== Excerpt provided

7:20 AM (of Monday, April 5th 2021)
Today is Sunday, April 4th 2021 and it was a relatively more productive day than normal. My morning was especially good. I fell asleep last night at around 9 PM and I woke up at around 5 AM, so I got around 8 hours of sleep. I think that may be the first time I got that much. Ever since coming to Puerto Rico, I start to feel sleepy and tired at around 9 PM usually, but most of the time I push through and do some other non-memorable activities. I think for the future, I need to sleep once I feel tired, and not try to persist any longer, because it's not as if I'm doing anything remarkable by staying up later.
My morning was great. I did a bunch of chores. One of the first things I did was washed some of the dishes, which is a normal daily activity anyway. I have to wash the dishes every day if I want to use them, because I only have a limited amount of dishes and utensils to use, I have to wash them on a daily basis. I only have 1 pot for rice, 1 pot for beans, I have only 2 of each utensil (spoon, knife, fork), I have 2 glasses for drinks (one of which I use to store the utensils, so that is never used). I have 2 small plates and 2 big plates, and 2 bowls. Throughout the day I use up a good chunk of these tools and leave them in the sink, so I have to wash them if I want to use them again, which is a daily occurrence.
After the dishes were clean, I did the laundry. I left some clothes in this pool of water in the sink last night, and I just let it sit there. This is so I don't have to rub and scrub at all, leaving it there gives it essentially the same effect. I mean of course rubbing and scrubbing is going to be more effective, but it also takes up time and the results are always uncertain, and rubbing and scrubbing feels weird to do. There could be some stain or something, and I can just be scrubbing this shirt with it self over and over, and the stain won't come off. So I dunno, I don't like rubbing and scrubbing.

====

Problems to solve:
**1.** According to the diary entry, how many bowls does the writer have?
**2.** Translate this sentence from the diary entry into Spanish: "After the dishes were clean, I did the laundry."
Answer using only the diary entry.

== Excerpted data

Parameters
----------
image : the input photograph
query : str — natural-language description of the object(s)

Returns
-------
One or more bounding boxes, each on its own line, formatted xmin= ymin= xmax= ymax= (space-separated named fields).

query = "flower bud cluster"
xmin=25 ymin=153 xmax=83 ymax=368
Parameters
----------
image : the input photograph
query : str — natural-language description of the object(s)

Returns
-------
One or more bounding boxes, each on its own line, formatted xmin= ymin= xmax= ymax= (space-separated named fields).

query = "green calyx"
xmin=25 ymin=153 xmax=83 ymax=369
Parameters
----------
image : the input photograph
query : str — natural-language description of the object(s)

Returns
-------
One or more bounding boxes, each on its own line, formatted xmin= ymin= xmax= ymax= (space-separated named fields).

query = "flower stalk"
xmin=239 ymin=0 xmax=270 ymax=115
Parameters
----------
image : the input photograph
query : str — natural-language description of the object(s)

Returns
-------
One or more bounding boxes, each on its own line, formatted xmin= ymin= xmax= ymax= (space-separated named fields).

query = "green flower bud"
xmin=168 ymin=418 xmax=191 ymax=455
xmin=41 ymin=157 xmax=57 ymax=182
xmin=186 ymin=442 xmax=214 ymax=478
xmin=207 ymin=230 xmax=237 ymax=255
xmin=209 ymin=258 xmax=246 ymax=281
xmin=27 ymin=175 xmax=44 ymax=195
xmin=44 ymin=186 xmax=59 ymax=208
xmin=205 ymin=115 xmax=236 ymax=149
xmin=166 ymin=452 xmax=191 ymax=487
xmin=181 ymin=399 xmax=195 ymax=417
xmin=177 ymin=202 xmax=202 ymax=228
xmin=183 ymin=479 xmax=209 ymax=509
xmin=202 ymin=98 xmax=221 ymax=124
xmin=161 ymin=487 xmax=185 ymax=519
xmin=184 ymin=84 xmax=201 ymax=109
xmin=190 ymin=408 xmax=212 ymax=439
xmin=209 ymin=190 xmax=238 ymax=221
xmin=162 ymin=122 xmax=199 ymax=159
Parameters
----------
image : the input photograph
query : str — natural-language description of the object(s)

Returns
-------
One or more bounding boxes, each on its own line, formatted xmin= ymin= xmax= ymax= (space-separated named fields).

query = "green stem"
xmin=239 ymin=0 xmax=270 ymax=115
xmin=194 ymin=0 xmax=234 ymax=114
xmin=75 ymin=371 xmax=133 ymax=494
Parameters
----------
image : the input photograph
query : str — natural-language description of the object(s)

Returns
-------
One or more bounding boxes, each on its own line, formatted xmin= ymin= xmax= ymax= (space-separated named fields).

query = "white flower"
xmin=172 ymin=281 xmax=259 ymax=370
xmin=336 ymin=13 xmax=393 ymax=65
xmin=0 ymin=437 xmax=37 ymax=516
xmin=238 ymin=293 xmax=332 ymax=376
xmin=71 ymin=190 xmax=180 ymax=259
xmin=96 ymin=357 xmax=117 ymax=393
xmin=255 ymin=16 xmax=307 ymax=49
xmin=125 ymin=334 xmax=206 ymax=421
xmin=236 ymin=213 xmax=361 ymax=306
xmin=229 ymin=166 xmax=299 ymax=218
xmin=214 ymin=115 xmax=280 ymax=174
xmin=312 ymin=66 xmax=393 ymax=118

====

The results:
**1.** Two bowls.

**2.** Después de que los platos quedaron limpios, lavé la ropa.